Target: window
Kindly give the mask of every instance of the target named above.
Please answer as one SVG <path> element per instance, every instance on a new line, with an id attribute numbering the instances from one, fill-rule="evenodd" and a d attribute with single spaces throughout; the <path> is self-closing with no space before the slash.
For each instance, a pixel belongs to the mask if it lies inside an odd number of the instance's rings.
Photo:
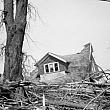
<path id="1" fill-rule="evenodd" d="M 52 72 L 57 72 L 57 71 L 59 71 L 58 62 L 44 64 L 44 73 L 52 73 Z"/>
######
(Prompt): Copy the listing above line for line with no changes, but leave out the picture.

(Solution to this task):
Target: window
Kindly give the mask of every instance of the target named above.
Please answer as one SVG <path> element per instance, every instance on a new line, with an id attribute numbering the instances from one, fill-rule="evenodd" and a d attribute with single spaces throughout; the <path> is self-closing with no space before the slash.
For each instance, a pixel belongs to the mask if it lies inside an odd number of the instance's rings.
Photo:
<path id="1" fill-rule="evenodd" d="M 52 72 L 57 72 L 57 71 L 59 71 L 58 62 L 44 64 L 44 73 L 52 73 Z"/>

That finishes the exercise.